• [Aim] Return, unchanged, the stretch of the listing below from the line containing "Mark each instance of the green hillside" through the end of the listing.

Portion of a data file
******

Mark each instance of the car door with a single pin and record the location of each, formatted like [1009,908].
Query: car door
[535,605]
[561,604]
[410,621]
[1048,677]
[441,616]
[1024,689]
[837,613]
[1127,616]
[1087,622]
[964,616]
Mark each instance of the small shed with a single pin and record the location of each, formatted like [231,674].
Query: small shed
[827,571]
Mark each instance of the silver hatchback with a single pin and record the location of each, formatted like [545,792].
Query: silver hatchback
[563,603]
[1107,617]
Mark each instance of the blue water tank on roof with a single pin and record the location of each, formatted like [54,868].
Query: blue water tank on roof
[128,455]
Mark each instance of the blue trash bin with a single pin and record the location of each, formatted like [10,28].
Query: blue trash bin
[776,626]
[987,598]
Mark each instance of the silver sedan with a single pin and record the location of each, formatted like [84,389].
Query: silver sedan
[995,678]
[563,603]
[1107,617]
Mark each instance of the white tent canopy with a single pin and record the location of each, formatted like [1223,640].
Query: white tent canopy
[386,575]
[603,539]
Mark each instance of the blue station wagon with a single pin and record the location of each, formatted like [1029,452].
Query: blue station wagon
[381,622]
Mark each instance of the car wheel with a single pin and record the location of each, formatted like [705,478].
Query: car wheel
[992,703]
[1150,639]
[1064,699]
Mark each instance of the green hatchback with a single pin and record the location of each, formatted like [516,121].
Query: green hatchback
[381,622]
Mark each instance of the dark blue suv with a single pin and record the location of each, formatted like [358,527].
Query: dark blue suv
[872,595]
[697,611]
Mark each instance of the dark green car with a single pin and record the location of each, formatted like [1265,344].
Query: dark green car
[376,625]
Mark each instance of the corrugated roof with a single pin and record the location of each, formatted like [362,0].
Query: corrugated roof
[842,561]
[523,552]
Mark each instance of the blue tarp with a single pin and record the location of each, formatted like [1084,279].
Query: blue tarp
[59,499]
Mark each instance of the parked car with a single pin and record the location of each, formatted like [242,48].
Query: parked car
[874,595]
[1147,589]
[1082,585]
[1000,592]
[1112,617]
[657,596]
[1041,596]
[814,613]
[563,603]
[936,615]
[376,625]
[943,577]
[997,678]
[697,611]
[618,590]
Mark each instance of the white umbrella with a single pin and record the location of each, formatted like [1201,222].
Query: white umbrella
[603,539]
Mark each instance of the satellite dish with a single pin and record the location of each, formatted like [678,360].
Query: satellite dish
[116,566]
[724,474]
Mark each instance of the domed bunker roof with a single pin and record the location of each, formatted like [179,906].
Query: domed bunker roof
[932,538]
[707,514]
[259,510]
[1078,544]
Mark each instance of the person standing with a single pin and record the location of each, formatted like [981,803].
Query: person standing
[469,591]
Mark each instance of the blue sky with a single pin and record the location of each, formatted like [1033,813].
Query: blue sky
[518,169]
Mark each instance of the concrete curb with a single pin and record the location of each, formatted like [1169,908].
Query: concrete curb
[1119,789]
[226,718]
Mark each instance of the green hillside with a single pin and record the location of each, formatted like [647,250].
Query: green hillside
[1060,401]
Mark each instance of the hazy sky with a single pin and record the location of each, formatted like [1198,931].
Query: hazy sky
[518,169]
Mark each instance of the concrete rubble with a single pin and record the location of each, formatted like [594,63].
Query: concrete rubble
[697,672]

******

• [Completed exercise]
Mark each instance of the green hillside with a single pin and record the location of each, formatted like [647,250].
Query: green hillside
[1060,401]
Mark each instance of the hazy sky with a single pin and record the location of each, formatted like [1198,931].
Query: hazy sky
[518,169]
Mark each instance of the concrete rubble with a single pin and record the location of each, formatted like [594,63].
Query: concrete rubble
[697,672]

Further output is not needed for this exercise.